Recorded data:
-- Opening Marker --

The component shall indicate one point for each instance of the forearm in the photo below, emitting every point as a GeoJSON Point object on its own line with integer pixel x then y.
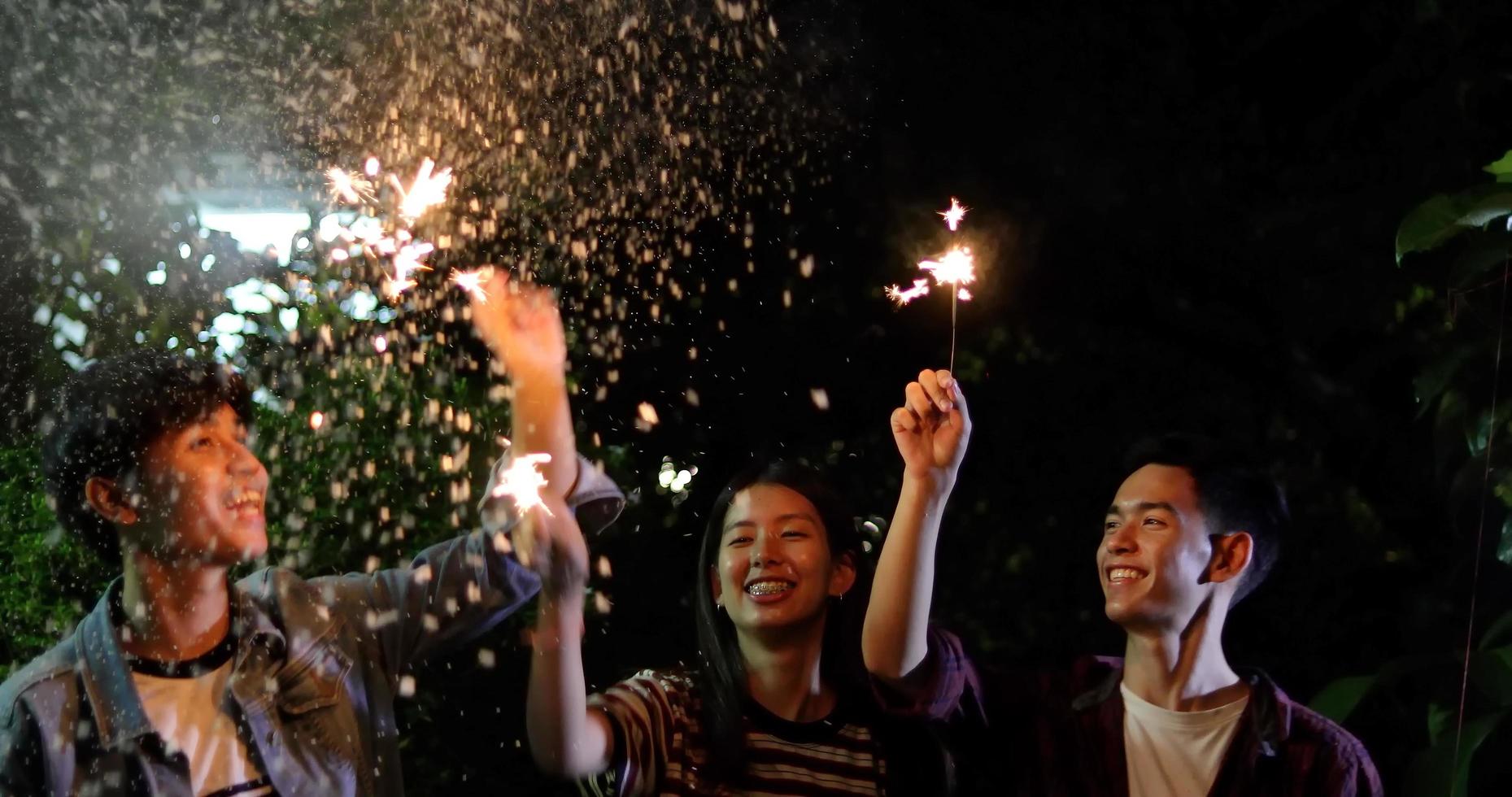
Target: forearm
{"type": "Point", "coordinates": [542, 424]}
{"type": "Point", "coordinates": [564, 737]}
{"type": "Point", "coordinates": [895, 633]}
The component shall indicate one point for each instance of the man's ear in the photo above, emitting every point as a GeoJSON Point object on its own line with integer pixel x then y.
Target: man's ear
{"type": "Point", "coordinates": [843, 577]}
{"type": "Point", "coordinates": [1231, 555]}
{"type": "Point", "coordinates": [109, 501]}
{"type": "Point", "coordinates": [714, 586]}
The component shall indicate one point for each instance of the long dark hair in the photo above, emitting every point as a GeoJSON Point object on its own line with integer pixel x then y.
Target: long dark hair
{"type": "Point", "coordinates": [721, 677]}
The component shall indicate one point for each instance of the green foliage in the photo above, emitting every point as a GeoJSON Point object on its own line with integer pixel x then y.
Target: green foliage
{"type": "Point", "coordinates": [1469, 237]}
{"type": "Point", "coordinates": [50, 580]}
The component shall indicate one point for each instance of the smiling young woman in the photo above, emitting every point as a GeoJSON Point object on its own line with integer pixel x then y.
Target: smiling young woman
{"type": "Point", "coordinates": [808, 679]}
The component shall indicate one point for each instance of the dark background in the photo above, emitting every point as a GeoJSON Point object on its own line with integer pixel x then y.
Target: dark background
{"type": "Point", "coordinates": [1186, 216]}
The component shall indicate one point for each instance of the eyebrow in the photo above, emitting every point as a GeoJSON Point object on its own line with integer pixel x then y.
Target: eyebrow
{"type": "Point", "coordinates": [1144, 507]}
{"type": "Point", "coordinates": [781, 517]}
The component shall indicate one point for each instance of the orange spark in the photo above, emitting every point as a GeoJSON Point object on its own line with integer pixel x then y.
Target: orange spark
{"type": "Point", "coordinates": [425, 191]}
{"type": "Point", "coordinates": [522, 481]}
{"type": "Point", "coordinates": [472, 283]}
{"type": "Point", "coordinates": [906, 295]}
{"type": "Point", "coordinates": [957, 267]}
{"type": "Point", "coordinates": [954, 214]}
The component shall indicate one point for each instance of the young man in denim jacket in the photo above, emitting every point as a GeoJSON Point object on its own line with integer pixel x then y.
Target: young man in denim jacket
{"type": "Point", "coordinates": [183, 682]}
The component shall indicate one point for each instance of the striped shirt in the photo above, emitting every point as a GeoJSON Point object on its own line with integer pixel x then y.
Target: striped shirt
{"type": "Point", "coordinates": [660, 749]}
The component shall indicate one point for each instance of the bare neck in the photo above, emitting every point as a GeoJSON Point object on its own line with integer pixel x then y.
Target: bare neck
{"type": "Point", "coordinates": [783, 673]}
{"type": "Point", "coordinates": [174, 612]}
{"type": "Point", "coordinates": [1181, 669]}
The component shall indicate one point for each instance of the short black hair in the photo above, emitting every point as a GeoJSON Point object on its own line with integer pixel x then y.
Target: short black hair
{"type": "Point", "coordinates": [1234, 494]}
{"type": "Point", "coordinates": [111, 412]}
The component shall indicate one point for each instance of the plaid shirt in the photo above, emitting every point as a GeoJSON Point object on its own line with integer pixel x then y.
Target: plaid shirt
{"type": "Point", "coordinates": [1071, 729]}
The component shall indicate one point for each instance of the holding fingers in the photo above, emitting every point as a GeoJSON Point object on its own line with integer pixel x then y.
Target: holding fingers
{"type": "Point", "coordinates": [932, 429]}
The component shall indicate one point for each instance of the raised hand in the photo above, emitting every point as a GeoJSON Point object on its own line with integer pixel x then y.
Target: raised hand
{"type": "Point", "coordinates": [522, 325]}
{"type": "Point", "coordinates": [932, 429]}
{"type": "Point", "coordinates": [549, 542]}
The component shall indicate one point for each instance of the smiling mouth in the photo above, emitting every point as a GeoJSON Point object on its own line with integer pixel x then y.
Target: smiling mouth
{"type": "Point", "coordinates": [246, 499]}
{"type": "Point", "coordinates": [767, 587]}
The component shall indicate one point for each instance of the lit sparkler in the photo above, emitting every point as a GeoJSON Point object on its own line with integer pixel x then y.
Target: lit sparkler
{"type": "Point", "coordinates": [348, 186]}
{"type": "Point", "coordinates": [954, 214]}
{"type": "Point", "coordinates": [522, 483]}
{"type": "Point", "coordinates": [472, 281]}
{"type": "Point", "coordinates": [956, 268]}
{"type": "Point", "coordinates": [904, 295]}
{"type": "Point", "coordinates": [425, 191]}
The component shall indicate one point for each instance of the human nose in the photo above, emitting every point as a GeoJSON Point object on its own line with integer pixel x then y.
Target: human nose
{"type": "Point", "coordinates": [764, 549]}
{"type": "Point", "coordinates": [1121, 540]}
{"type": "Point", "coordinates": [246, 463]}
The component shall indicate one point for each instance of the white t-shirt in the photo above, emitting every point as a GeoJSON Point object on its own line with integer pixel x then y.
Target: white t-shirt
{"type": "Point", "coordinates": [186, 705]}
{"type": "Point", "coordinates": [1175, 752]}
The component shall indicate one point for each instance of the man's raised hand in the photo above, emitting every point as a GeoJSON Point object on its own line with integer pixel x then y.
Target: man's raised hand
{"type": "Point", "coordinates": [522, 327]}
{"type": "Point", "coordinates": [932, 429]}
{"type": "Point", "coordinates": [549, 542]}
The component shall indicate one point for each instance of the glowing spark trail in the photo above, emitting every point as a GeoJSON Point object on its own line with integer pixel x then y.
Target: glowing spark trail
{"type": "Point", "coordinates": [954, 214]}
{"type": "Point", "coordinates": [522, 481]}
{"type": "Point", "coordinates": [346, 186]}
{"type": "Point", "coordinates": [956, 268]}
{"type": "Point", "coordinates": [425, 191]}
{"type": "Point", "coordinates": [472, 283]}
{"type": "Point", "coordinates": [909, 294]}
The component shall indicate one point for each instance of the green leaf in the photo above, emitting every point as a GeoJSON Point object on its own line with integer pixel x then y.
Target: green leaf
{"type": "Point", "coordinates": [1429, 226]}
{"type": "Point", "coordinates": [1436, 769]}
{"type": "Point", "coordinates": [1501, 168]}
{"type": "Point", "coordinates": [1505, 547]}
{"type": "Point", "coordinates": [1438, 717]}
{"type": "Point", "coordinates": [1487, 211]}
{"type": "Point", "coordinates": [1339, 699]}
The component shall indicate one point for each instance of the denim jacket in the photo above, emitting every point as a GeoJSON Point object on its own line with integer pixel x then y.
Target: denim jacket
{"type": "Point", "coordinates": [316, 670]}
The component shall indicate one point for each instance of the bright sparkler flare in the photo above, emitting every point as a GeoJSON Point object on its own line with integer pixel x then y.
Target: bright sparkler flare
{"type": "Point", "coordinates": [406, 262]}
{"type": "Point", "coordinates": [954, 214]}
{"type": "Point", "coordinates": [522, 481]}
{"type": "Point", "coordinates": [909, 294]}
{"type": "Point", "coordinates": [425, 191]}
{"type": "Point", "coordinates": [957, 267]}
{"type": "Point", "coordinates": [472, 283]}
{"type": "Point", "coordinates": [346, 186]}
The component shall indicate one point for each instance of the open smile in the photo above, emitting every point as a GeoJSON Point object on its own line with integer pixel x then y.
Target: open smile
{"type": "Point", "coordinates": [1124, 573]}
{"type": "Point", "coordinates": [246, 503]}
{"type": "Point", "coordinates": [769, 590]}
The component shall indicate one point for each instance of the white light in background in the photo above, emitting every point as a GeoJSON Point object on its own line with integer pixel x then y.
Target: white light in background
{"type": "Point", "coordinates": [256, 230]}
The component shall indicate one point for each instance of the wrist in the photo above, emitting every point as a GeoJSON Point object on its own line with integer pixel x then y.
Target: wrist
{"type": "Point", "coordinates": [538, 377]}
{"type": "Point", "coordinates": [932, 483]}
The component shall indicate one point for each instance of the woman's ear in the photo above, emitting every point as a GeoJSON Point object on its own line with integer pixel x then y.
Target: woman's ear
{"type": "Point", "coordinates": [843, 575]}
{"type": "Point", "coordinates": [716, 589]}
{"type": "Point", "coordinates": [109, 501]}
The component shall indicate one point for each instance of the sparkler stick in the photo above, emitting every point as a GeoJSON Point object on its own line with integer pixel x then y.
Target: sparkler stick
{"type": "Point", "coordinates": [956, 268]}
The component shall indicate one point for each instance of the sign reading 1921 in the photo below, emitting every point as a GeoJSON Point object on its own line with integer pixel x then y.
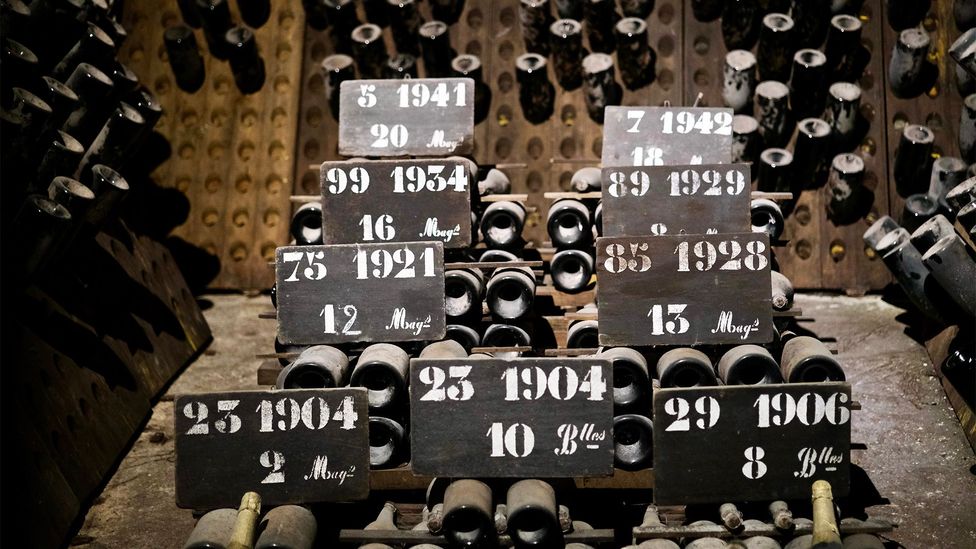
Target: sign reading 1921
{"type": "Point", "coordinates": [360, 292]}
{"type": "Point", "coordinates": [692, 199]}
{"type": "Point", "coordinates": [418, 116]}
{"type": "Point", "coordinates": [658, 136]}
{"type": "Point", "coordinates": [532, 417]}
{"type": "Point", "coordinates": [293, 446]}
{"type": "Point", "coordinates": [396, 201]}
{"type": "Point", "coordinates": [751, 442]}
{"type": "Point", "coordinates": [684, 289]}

-- Closing Marker --

▸ **What the task asks**
Note each line above that holds "below", then copy all of them.

▸ **Response**
The component shall indicate one point for each instance of the forearm in the photo below, emitting every point as a GeoJSON Point object on its own line with integer pixel x then y.
The component shall indicate one point for each instance of the sign reading 1921 in the photo below, emitting every point as a GeoJSON Point object on its own line with integer pixel x then y.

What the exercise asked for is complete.